[Problem details] Copy out, word for word, the lines that begin at the one containing "seg: table leg" and stop after the one containing "Give the mask of every instance of the table", with both of those lines included.

━━━━━ Dataset ━━━━━

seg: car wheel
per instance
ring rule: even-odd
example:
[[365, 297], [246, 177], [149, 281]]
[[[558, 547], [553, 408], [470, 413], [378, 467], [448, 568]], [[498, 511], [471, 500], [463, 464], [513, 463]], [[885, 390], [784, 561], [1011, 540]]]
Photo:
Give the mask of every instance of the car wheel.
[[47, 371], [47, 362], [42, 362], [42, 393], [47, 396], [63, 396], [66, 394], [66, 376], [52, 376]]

━━━━━
━━━━━ Dataset ━━━━━

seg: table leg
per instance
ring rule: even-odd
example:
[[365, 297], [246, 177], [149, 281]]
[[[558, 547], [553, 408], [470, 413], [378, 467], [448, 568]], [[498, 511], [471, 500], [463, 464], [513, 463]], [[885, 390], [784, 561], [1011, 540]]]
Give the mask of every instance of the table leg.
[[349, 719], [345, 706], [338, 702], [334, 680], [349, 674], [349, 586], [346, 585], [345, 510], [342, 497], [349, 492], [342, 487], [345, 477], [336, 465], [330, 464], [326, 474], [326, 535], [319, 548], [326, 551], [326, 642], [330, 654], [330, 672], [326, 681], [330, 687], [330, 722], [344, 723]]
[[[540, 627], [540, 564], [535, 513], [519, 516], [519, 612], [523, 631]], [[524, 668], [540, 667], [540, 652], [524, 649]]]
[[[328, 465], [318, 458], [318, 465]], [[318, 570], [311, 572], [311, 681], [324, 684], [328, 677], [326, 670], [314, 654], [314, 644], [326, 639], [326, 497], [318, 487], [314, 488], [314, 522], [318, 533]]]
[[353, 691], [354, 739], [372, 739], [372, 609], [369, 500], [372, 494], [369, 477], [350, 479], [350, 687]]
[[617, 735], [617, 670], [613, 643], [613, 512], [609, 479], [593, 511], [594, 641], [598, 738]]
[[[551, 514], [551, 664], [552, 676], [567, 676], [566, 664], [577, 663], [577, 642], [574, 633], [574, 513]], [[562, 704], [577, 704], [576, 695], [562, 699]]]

━━━━━

[Result below]
seg: table leg
per instance
ring rule: even-odd
example:
[[365, 297], [246, 177], [149, 281]]
[[[558, 547], [553, 408], [470, 413], [378, 467], [448, 568]], [[498, 511], [471, 500], [463, 464], [513, 463]], [[885, 390], [784, 561], [1011, 540]]]
Give the mask of every instance of the table leg.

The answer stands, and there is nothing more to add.